# Page extract
Bad	0 ÷ 37	The pavement is in poor technical condition, has damage to high harmfulness that causes operational problems. Maintenance work should include immediate repairs and reconstructions.

presents the assessment criteria for the technical condition of the airfield functional element with natural pavement, based on a designated APCI_NN along with the interpretations of the surface category.

The critical value of the APCI_NN is such a value, after which reaching the technical condition of the natural airfield pavement leads to rapid deterioration.

Table 6. Criteria for assessing the technical condition of natural pavements of airfield functional element based on the APCI_NN.

Condition	APCIG	APCIF	APCIwG	APCIwF	APCINN
Good	73 ÷ 100	70 ÷ 100	72 ÷ 100	72 ÷ 100	71 ÷ 100
Satisfactory	41 ÷ 72	36 ÷ 69	40 ÷ 71	39 ÷ 71	38 ÷ 70
Bad	0 ÷ 40	0 ÷ 35	0 ÷ 39	0 ÷ 38	0 ÷ 37

shows the designated values of the APCI_NN state. The given values of the APCI_NN should be used in comprehensive assessment of the technical condition of natural pavements of airfield functional elements.

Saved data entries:
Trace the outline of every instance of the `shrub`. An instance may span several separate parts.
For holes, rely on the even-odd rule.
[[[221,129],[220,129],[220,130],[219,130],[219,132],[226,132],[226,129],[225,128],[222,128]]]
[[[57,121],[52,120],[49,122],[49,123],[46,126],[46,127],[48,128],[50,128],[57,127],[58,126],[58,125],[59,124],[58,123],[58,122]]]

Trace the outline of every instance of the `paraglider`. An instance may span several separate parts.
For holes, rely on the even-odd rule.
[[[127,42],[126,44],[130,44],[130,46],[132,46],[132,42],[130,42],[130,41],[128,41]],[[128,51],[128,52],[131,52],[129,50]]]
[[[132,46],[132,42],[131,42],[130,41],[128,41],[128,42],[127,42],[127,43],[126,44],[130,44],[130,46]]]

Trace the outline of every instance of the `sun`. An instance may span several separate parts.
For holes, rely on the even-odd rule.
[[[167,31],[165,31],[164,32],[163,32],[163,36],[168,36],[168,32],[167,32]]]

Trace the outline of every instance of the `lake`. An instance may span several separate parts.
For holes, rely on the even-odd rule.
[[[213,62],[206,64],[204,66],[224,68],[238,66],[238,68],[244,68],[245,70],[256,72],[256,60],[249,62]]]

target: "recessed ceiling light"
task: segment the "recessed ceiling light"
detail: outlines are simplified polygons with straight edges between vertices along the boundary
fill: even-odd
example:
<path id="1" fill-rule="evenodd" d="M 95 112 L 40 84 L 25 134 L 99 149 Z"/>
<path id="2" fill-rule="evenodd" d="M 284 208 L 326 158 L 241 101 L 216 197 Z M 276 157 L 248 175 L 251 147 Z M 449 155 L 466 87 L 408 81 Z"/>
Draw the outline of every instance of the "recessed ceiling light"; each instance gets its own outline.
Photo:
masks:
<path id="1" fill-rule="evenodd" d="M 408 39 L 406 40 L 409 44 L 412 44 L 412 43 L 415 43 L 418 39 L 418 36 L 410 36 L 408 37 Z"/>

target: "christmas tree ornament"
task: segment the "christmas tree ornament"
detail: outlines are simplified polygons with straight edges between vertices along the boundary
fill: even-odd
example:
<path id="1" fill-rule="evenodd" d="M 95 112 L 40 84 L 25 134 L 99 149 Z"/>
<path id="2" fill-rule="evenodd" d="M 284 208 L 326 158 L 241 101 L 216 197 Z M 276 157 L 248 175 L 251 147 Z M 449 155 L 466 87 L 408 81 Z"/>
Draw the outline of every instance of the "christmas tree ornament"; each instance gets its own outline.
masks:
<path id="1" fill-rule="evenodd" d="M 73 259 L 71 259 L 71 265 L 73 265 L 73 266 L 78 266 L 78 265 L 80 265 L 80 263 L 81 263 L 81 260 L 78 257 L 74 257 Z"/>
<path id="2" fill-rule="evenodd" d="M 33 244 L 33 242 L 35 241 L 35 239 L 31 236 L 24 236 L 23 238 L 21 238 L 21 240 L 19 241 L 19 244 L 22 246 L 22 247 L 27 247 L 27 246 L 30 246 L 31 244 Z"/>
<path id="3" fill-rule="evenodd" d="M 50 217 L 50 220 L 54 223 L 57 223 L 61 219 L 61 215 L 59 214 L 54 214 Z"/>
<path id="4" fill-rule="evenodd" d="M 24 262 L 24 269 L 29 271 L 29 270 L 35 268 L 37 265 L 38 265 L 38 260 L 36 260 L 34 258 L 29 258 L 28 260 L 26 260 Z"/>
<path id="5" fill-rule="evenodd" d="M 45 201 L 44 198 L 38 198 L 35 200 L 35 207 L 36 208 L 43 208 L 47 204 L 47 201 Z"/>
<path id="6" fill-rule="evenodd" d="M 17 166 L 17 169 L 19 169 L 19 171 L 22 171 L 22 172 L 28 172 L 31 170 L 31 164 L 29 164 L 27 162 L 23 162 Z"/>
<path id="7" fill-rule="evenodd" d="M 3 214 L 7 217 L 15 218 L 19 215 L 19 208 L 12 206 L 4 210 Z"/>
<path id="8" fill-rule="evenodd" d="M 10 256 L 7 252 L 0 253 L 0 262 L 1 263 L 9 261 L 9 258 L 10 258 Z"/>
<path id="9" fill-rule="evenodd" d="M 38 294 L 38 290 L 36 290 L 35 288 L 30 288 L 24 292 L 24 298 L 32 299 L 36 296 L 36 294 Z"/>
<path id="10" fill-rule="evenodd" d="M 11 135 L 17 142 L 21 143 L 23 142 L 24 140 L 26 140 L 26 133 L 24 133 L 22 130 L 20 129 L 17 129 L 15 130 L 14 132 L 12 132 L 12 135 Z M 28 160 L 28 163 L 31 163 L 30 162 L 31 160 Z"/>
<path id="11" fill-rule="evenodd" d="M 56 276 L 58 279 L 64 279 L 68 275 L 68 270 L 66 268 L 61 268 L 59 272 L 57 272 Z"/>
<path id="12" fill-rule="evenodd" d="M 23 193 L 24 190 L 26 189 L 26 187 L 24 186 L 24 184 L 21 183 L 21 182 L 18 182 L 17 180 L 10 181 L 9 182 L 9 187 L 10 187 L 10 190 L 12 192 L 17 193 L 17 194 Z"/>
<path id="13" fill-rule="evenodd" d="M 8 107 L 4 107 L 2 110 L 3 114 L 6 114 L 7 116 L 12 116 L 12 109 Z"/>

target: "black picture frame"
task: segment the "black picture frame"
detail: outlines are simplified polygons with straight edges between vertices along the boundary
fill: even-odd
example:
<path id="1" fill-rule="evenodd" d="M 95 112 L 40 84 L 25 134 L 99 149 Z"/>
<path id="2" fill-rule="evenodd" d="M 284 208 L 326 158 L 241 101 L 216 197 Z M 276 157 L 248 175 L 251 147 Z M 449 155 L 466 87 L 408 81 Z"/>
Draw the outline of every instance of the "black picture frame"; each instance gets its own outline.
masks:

# Requirement
From the airfield pavement excerpt, print the passage that starts with the words "presents the assessment" and runs through the words "airfield functional elements.", without changing anything.

# Solution to the exercise
presents the assessment criteria for the technical condition of the airfield functional element with natural pavement, based on a designated APCI_NN along with the interpretations of the surface category.

The critical value of the APCI_NN is such a value, after which reaching the technical condition of the natural airfield pavement leads to rapid deterioration.

Table 6. Criteria for assessing the technical condition of natural pavements of airfield functional element based on the APCI_NN.

Condition	APCIG	APCIF	APCIwG	APCIwF	APCINN
Good	73 ÷ 100	70 ÷ 100	72 ÷ 100	72 ÷ 100	71 ÷ 100
Satisfactory	41 ÷ 72	36 ÷ 69	40 ÷ 71	39 ÷ 71	38 ÷ 70
Bad	0 ÷ 40	0 ÷ 35	0 ÷ 39	0 ÷ 38	0 ÷ 37

shows the designated values of the APCI_NN state. The given values of the APCI_NN should be used in comprehensive assessment of the technical condition of natural pavements of airfield functional elements.